→ Objective
Pick out every line below that contains the word "story" and copy each one.

→ Available data
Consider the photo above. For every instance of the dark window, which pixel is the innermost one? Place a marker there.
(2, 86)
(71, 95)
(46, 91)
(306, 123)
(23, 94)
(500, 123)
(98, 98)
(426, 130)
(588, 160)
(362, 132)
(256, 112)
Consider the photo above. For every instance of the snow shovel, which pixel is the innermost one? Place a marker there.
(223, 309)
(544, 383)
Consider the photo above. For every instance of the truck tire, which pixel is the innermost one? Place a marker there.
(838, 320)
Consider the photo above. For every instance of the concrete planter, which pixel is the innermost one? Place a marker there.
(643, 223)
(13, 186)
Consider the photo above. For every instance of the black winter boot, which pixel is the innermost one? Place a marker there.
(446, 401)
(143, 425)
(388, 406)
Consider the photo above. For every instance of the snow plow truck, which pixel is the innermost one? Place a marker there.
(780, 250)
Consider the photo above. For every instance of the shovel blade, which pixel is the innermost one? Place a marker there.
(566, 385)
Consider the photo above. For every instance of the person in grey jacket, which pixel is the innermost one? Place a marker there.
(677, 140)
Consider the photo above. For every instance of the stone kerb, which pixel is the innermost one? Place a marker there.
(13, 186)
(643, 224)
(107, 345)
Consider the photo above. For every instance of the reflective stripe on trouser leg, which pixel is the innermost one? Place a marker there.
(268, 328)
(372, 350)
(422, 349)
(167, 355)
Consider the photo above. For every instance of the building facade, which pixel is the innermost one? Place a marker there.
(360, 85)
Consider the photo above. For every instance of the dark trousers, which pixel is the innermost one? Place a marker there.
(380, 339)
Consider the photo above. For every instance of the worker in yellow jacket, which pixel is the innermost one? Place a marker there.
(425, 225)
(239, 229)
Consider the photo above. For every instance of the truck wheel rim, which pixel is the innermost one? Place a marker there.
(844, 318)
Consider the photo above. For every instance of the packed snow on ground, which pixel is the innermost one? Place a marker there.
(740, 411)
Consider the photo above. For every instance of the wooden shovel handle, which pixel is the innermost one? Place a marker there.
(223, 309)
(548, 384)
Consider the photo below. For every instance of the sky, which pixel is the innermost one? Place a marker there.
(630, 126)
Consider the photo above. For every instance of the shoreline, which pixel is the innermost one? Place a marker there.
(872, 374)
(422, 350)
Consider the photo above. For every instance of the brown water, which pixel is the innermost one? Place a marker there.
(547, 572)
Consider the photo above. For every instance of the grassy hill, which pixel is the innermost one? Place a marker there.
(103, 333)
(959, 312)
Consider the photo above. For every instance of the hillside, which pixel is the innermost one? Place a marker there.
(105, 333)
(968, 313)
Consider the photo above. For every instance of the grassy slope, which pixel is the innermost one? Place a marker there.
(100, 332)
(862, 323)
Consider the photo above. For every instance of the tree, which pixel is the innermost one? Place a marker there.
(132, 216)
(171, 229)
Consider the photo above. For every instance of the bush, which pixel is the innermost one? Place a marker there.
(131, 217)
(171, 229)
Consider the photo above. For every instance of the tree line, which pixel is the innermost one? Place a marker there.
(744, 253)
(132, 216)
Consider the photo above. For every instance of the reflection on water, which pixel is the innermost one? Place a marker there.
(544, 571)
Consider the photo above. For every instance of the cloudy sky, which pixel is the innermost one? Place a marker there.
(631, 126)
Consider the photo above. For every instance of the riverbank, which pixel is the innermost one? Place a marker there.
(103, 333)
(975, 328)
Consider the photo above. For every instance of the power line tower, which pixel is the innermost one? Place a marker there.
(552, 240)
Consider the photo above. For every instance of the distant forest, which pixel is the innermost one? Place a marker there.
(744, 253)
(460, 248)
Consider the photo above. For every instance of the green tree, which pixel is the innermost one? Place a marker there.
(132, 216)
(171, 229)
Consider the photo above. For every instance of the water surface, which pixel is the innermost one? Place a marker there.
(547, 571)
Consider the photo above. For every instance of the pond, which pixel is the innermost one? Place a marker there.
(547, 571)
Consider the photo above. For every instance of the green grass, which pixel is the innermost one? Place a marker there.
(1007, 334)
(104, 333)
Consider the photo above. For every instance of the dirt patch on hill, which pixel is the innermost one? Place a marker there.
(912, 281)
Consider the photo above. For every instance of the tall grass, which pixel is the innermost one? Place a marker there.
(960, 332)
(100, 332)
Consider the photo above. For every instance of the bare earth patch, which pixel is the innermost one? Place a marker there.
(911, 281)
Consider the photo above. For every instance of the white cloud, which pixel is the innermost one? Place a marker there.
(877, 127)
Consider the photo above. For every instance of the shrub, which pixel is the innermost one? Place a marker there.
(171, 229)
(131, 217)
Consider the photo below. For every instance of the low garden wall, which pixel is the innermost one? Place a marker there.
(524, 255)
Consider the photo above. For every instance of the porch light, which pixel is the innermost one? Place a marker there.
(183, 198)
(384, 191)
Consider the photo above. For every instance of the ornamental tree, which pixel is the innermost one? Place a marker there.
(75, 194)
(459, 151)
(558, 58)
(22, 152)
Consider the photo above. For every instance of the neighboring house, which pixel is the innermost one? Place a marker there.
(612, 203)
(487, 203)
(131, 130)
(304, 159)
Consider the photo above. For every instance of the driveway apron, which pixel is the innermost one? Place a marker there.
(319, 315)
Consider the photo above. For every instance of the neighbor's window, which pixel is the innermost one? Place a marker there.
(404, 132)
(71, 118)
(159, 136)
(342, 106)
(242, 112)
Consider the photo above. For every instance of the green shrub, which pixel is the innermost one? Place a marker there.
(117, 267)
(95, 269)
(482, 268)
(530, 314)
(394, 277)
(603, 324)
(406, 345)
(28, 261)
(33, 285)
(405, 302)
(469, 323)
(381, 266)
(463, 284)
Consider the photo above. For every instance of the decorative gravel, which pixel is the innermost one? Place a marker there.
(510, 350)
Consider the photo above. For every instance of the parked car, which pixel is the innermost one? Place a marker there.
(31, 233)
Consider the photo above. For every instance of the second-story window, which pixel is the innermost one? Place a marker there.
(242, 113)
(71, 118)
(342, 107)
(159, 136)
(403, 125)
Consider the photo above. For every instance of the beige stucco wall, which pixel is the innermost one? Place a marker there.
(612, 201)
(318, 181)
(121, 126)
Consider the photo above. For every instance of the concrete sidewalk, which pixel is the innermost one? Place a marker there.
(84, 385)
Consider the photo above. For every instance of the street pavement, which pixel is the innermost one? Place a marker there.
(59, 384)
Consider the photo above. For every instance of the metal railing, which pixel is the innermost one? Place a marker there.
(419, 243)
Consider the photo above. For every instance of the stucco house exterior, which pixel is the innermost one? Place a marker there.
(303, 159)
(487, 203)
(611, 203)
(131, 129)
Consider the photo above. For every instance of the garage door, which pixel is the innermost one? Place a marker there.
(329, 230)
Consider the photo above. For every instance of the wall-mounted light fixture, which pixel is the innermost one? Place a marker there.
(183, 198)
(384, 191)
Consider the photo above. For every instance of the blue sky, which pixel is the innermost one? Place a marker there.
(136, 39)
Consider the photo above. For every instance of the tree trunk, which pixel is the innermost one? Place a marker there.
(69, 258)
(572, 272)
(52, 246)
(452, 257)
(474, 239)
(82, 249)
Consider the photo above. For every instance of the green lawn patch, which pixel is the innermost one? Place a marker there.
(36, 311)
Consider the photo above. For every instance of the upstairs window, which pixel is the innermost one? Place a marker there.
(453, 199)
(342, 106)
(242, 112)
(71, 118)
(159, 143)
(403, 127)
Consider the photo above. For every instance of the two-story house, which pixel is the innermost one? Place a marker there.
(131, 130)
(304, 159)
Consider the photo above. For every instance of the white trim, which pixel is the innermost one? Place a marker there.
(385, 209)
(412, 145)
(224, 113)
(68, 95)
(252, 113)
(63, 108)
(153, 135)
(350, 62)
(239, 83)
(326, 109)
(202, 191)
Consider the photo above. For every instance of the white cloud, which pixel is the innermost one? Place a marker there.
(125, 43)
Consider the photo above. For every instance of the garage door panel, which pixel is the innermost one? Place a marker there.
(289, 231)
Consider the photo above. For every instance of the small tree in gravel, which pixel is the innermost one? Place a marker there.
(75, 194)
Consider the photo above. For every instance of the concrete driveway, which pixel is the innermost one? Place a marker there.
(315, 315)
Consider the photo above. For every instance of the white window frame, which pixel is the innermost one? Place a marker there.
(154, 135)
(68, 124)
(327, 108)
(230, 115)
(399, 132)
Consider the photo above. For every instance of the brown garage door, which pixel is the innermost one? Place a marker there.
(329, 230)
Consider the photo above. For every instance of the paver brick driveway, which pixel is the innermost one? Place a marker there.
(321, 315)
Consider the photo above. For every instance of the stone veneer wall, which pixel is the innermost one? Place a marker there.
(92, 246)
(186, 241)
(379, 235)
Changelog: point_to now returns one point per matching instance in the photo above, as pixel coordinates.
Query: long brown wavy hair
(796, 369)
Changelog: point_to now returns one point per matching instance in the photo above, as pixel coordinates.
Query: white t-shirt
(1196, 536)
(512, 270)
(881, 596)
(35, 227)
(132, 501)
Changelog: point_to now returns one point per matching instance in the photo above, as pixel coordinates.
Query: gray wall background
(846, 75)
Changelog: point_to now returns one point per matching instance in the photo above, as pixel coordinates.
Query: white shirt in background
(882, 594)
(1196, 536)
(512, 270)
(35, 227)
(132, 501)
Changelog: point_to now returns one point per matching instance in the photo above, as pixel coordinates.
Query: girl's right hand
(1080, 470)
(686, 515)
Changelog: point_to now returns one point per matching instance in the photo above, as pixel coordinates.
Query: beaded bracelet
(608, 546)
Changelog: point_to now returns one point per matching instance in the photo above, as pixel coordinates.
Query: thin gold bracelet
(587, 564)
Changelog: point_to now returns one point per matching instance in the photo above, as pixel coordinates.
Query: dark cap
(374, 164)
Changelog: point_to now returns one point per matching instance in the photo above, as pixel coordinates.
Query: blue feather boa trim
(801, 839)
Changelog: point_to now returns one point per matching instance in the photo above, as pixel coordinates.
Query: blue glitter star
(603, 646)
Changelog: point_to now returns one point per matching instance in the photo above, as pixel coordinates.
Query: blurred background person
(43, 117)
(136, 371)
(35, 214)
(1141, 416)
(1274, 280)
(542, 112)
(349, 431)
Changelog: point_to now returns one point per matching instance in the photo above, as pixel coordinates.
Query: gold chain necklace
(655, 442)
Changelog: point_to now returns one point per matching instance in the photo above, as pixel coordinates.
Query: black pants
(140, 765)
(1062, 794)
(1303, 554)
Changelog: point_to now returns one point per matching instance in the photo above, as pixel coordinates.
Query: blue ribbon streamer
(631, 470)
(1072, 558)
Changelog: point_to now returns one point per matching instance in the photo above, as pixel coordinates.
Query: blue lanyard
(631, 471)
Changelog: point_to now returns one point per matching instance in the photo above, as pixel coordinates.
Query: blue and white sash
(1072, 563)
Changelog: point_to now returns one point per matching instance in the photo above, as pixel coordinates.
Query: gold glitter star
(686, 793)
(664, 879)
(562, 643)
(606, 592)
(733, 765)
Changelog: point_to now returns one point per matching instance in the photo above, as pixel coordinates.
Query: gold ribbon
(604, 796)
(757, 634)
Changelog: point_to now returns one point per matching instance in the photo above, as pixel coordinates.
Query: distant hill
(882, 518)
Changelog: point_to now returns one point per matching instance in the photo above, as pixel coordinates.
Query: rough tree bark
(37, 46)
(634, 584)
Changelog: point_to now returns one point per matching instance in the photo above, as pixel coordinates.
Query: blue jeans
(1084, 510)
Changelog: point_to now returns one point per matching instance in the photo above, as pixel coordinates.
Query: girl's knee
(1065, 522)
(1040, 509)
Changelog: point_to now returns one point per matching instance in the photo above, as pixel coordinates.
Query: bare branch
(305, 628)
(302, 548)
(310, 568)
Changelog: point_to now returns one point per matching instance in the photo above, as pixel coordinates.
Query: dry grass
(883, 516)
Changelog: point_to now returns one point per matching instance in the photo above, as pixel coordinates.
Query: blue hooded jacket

→ Reply
Consider the photo above. For every instance of the second-story window, which pixel is the innermost one? Place a marker there.
Consider the photo above. For every instance of the two-story house, which pixel is the innermost one? Place a marker there.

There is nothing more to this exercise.